→ Available records:
---
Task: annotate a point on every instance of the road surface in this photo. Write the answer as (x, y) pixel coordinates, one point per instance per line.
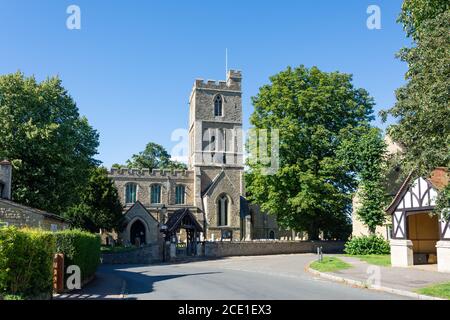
(236, 278)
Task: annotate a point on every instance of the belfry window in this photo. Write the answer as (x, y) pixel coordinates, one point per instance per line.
(222, 212)
(179, 194)
(155, 194)
(130, 193)
(218, 106)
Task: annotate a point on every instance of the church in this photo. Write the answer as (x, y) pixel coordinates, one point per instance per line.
(207, 201)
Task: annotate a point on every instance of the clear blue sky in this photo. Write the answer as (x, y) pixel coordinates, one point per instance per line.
(132, 65)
---
→ Aim: Update the rows above by swapping every "annotate" for "mark" and keeping everything else the same. Leave the pictures out.

→ The result:
Task: mark a point on every instance of the road surface in this photo. Write the answer as (x, y) pixel coordinates, one point per instance per line.
(236, 278)
Task: mark a point on every instance of the belfry window in this photo. Write the answer as (x, y) pixel coordinates, one point per instance per line.
(222, 212)
(179, 194)
(155, 194)
(130, 193)
(218, 106)
Task: mark a point on every instance of the church in this photo. Write the answer as (x, y) pixel coordinates, one point per instance per line.
(207, 201)
Task: mark a point on every instance of the clear blue sky in this photo. Write the answer as (x, y) pixel coordinates, one point per instance per line.
(132, 65)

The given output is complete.